To do:
The result should be a word-for-word retyping of the entries below, free of pictures.

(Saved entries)
====================

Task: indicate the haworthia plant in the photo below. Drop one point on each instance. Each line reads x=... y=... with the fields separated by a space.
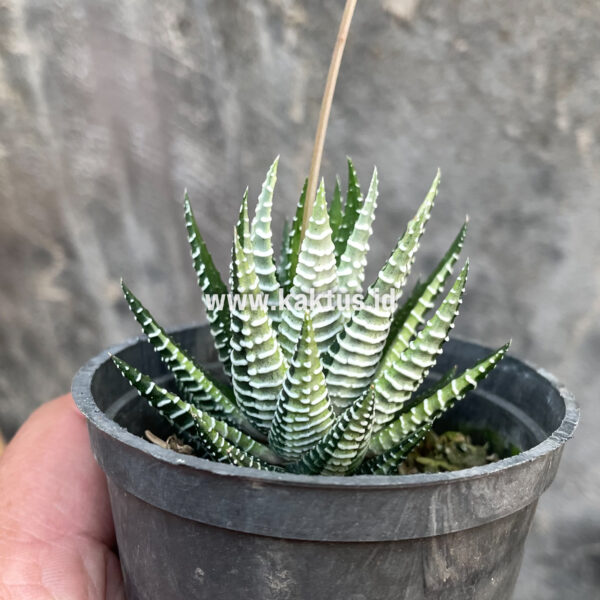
x=316 y=274
x=210 y=283
x=434 y=404
x=262 y=246
x=351 y=268
x=293 y=251
x=352 y=359
x=304 y=414
x=318 y=385
x=336 y=210
x=396 y=383
x=351 y=212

====================

Reply to the exercise:
Task: indicate the haworthia plant in the photo below. Drop one point on each instance. Each line reads x=... y=... with the fields separated by a space.
x=316 y=274
x=210 y=283
x=434 y=404
x=262 y=246
x=351 y=268
x=293 y=251
x=352 y=359
x=304 y=414
x=318 y=385
x=336 y=210
x=396 y=383
x=351 y=212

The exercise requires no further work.